Render every line of the listing below as a Markdown table with two columns, Row and Line. Put the row number in Row and the line itself in Line, and leave out blank lines.

----- DATASET RECORDS

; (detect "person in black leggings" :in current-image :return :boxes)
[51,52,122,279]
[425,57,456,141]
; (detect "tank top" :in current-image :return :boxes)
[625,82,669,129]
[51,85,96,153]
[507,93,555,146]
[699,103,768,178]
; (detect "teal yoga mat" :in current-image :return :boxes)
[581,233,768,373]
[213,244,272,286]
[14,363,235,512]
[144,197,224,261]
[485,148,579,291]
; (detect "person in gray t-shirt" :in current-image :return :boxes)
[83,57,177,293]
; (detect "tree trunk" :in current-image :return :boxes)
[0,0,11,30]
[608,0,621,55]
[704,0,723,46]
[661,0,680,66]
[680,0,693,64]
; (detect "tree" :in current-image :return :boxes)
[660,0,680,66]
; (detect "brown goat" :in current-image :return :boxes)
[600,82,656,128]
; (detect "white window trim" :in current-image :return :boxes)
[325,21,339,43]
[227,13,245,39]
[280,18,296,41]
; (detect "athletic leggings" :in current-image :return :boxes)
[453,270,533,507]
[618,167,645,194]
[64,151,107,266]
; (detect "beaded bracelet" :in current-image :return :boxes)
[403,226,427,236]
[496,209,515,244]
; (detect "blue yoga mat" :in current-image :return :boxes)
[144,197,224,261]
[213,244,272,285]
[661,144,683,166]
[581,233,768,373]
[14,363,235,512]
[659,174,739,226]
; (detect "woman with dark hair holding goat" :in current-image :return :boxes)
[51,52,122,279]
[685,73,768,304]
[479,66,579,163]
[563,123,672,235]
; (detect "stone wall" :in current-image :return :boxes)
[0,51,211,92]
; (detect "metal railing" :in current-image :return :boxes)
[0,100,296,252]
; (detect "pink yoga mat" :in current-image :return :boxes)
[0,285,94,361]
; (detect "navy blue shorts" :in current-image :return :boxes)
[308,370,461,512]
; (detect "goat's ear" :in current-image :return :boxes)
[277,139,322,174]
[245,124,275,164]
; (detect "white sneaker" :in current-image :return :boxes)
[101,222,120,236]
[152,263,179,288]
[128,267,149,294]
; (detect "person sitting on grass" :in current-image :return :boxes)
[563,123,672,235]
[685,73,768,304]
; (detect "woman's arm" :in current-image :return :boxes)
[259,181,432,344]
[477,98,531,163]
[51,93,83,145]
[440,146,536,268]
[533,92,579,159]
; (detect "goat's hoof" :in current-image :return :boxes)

----------

◆ **SOLUTION TO THIS PROBLEM**:
| Row | Line |
|---|---|
| 1 | ; (detect "person in black leggings" :in current-image :return :boxes) |
| 2 | [51,52,122,279] |
| 3 | [425,57,456,141] |
| 4 | ; (detect "tank top" :in current-image :return :boxes) |
| 5 | [625,82,669,129] |
| 6 | [51,85,96,153] |
| 7 | [507,93,555,146] |
| 8 | [699,103,768,178] |
| 9 | ; (detect "teal yoga mat" :in current-image :return :boxes) |
| 10 | [581,233,768,373] |
| 11 | [213,244,272,286] |
| 12 | [14,363,235,512] |
| 13 | [144,197,224,261] |
| 14 | [485,148,579,291] |
| 15 | ; (detect "person in gray t-shirt" :in current-image :return :boxes) |
| 16 | [83,57,177,293] |
| 17 | ; (detect "tree trunk" :in current-image :return :boxes) |
| 18 | [0,0,11,30] |
| 19 | [608,0,621,55] |
| 20 | [704,0,723,46] |
| 21 | [661,0,680,66] |
| 22 | [680,0,693,64] |
| 23 | ; (detect "tree" :in current-image :return :boxes) |
| 24 | [660,0,680,66] |
| 25 | ; (detect "brown goat" :in current-image :return :boxes) |
| 26 | [600,82,656,128] |
| 27 | ; (detect "white window trim" :in current-image :return :boxes) |
| 28 | [325,21,339,43] |
| 29 | [227,13,245,39] |
| 30 | [280,18,296,41] |
| 31 | ; (detect "athletic leggings" :in current-image :return :boxes) |
| 32 | [453,270,533,507] |
| 33 | [618,167,645,194] |
| 34 | [64,151,107,266] |
| 35 | ; (detect "beaded bracelet" :in current-image :return :boxes) |
| 36 | [403,226,427,236] |
| 37 | [496,209,515,244] |
| 38 | ; (detect "blue yoga mat" :in current-image :return :boxes) |
| 39 | [144,197,224,261] |
| 40 | [213,244,272,285] |
| 41 | [661,144,683,166] |
| 42 | [581,233,768,373] |
| 43 | [14,363,235,512] |
| 44 | [659,174,739,226] |
| 45 | ; (detect "woman with dark hair holding goat" :in current-image :return :boxes) |
| 46 | [51,52,122,279] |
| 47 | [685,73,768,304] |
| 48 | [479,66,579,163] |
| 49 | [563,123,672,235] |
| 50 | ; (detect "stone wall" :in current-image :return :boxes) |
| 51 | [0,51,211,92] |
| 52 | ; (detect "metal railing" :in current-image :return :boxes) |
| 53 | [0,100,296,252] |
| 54 | ; (detect "pink yoga mat" :in current-image :return :boxes) |
| 55 | [0,285,94,361] |
| 56 | ; (detect "navy blue shorts" :in current-image :return :boxes) |
| 57 | [308,370,461,512] |
| 58 | ; (detect "goat's ear" :in current-image :return :boxes) |
| 59 | [277,139,322,174] |
| 60 | [245,124,275,164] |
| 61 | ; (detect "white sneaker" :in current-image :return :boxes) |
| 62 | [101,222,120,236] |
| 63 | [152,263,179,288] |
| 64 | [128,267,149,294] |
| 65 | ; (detect "person sitting on grass" :in current-image :return :boxes) |
| 66 | [563,123,672,235] |
| 67 | [685,73,768,304] |
| 68 | ; (detect "woman's arm" :in current-image :return :boxes) |
| 69 | [259,181,432,344] |
| 70 | [477,98,531,163] |
| 71 | [51,93,83,145] |
| 72 | [440,146,536,268] |
| 73 | [533,92,579,159] |
| 74 | ; (detect "goat's hoof" :in current-image :return :boxes) |